WORK TO BE COMPLETED – Copy the records from the line with "like x=515 y=872." to the line with "x=722 y=476", swapping "Values" for "Coordinates" and leaving everything else as it is.

RECORDS SHOWN –
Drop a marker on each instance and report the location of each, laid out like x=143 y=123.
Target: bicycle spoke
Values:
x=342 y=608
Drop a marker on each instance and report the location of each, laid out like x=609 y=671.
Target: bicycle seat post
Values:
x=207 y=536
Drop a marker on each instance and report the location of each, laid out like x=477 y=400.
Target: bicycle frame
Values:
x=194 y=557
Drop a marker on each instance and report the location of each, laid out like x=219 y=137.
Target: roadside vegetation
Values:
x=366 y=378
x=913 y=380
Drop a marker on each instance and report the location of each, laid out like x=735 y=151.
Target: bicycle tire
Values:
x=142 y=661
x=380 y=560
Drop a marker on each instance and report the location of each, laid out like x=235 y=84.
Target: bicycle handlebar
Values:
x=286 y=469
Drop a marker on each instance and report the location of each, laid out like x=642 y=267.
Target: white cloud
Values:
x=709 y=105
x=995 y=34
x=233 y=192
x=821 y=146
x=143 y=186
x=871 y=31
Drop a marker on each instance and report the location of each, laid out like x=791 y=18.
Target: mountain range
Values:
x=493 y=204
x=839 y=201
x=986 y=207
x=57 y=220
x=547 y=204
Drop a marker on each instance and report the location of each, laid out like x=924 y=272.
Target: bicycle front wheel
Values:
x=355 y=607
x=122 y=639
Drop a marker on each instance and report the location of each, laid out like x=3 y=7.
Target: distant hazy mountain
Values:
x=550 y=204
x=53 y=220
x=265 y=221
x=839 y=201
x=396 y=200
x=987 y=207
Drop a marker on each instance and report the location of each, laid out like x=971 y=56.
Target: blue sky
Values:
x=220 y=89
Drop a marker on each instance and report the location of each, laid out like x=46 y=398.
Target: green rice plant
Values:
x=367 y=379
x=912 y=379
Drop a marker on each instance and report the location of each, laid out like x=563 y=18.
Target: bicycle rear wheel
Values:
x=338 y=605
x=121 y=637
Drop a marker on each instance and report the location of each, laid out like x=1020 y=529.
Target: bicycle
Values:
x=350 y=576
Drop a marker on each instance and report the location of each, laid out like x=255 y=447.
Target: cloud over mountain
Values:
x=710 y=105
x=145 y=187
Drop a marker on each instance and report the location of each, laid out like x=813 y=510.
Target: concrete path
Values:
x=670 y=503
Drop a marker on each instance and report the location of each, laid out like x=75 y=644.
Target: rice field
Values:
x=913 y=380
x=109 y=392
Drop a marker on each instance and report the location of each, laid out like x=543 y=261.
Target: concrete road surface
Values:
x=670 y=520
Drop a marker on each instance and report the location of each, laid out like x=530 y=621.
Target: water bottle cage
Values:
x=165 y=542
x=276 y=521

==

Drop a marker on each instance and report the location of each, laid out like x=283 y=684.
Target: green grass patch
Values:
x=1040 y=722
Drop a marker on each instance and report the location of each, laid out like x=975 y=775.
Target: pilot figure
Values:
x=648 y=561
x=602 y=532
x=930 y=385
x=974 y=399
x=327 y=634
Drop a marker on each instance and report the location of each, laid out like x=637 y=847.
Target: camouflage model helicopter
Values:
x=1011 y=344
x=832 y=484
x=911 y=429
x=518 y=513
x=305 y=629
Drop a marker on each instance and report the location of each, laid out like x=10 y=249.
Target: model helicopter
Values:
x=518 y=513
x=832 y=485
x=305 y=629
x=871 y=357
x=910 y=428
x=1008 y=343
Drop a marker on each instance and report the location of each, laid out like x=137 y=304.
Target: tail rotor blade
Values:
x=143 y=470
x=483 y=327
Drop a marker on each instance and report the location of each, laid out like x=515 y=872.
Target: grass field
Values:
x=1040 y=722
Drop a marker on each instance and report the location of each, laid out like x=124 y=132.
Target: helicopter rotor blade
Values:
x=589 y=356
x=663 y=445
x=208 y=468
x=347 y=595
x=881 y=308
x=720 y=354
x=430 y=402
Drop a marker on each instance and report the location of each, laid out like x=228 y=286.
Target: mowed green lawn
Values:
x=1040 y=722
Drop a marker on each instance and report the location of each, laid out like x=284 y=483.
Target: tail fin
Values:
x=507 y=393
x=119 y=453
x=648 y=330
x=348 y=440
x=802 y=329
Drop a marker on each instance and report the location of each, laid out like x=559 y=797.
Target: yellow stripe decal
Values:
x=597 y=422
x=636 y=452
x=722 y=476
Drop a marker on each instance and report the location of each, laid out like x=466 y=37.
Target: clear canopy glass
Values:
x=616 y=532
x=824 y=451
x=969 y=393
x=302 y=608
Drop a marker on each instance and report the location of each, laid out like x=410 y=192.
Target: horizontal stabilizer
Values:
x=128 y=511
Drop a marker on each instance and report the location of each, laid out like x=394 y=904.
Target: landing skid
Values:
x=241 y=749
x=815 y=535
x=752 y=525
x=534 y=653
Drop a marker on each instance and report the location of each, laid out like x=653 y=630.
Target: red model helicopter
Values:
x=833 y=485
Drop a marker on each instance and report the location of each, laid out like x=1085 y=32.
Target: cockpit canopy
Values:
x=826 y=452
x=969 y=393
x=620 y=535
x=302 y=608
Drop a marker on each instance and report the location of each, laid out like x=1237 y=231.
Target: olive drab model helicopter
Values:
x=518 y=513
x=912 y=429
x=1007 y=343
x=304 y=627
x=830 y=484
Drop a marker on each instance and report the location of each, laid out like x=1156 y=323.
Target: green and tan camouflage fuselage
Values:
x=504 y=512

--

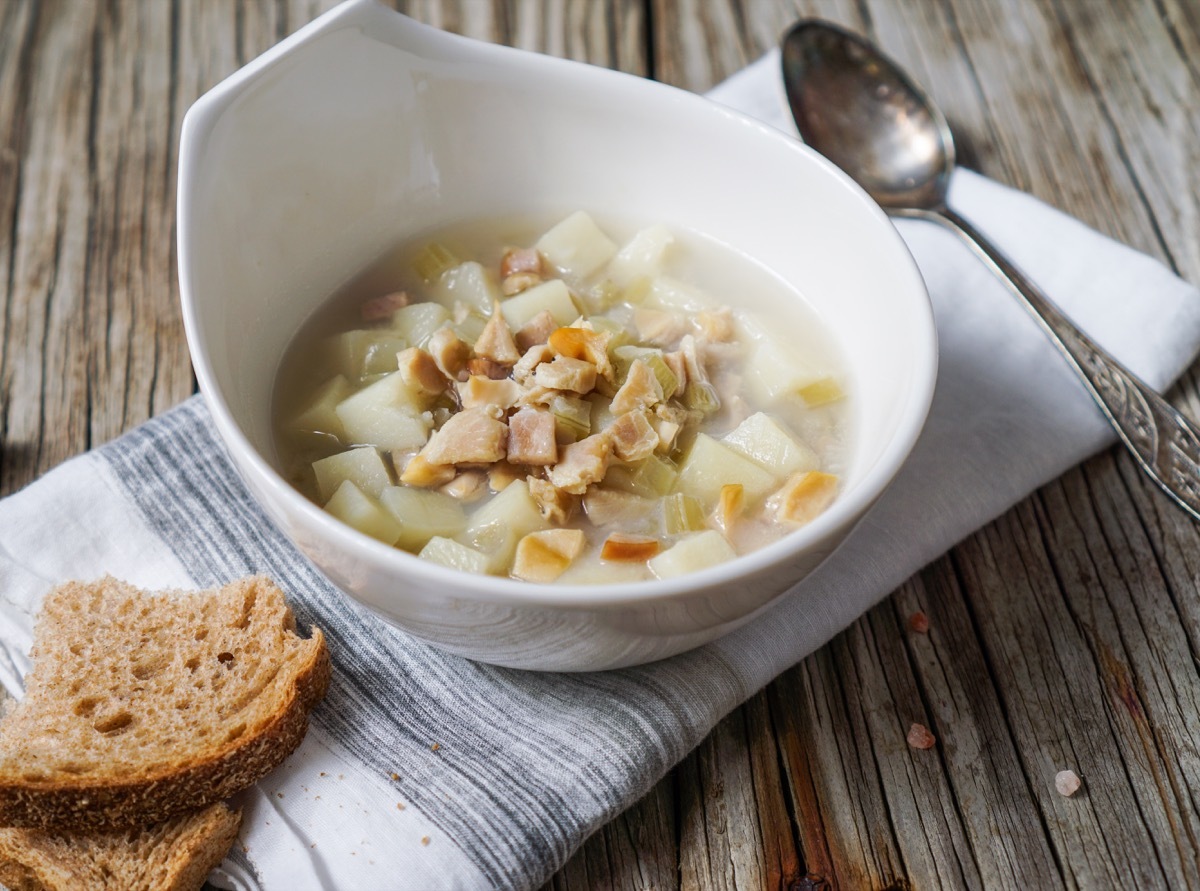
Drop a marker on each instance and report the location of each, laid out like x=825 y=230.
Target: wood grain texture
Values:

RESULT BELOW –
Drop a marker on each instance and report the location of each, laid out like x=515 y=872.
Target: grass field
Coordinates:
x=1040 y=722
Drop a marker on each instance and report the location of each, laid out like x=124 y=132.
Target: helicopter rotor blade
Coordinates:
x=589 y=356
x=663 y=445
x=208 y=468
x=347 y=595
x=881 y=308
x=720 y=354
x=430 y=402
Drop a marker on each instance and report the location of each, laid out like x=228 y=286.
Target: mowed green lawn
Coordinates:
x=1040 y=722
Drop a marker on each instance and report the location of each, laid out like x=284 y=483.
Target: tail fin
Coordinates:
x=507 y=393
x=119 y=453
x=648 y=330
x=348 y=440
x=802 y=329
Drop a marker on each instance and report the location of each, laid out like x=559 y=797.
Target: yellow stripe decal
Coordinates:
x=597 y=422
x=636 y=452
x=722 y=476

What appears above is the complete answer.